* [Requirement] In this exercise, return only the lines that run from the line with "Query: gravel path" to the end of the entries below, both included. Pictures are not copied.

Stored data entries:
+ + +
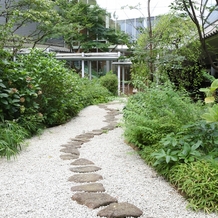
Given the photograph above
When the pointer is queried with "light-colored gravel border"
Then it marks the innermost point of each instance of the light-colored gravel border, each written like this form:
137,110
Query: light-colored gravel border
35,184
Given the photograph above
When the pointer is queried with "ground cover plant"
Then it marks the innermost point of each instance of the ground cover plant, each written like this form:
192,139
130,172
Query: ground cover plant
173,137
38,91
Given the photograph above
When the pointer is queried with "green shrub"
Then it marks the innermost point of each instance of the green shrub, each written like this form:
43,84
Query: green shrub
11,137
156,112
110,82
198,181
93,92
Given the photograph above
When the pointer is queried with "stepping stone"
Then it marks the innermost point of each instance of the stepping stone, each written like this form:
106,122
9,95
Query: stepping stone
91,187
82,178
86,169
69,156
108,127
102,106
70,150
82,140
120,210
75,144
82,161
97,131
88,135
93,200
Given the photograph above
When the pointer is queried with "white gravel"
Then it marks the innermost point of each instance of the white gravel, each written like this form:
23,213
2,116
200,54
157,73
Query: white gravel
35,185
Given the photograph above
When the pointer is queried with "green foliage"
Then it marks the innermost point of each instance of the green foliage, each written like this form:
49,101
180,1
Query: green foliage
11,137
199,139
110,82
156,112
175,54
83,23
177,150
198,181
38,91
93,92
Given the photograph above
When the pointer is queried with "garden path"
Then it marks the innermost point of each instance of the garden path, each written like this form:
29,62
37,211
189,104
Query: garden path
84,169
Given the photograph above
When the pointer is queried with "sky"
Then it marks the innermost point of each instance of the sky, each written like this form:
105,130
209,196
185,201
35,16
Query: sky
157,7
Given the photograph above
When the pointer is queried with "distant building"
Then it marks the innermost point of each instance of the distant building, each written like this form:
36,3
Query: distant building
211,34
134,26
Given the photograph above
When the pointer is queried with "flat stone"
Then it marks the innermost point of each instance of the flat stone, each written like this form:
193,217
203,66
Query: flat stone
108,127
70,150
86,169
93,200
91,187
120,210
81,178
69,156
97,131
102,106
82,161
72,145
80,139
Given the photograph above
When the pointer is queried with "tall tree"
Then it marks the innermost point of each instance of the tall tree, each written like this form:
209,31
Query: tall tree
198,11
85,25
175,52
23,21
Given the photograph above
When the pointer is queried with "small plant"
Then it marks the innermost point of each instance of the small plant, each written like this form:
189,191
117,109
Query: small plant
198,181
177,149
156,112
11,137
110,82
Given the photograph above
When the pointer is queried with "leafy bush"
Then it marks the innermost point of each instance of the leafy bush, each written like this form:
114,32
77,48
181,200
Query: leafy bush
198,181
110,82
93,92
38,91
156,112
11,137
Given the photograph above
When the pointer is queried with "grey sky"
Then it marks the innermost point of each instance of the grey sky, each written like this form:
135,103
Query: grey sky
157,7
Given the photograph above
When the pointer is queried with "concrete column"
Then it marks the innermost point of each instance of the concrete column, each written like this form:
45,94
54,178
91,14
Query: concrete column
123,79
90,69
83,66
118,77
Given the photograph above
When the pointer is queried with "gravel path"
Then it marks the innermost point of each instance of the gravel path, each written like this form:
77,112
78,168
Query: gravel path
35,184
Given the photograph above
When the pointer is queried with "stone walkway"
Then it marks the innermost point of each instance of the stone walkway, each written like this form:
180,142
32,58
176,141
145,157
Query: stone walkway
89,191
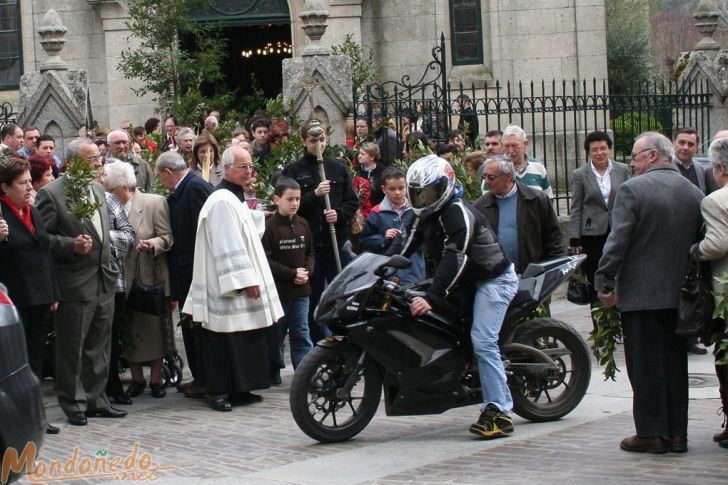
+ + +
* [Answer to this task]
Query: gravel path
35,184
Given the photograph above
When the pointer is queried with "stone walkway"
Then it marks the innermost point of each instance of the stone walkway, each written like this form:
180,142
32,58
176,141
145,157
Query: stone walkway
89,191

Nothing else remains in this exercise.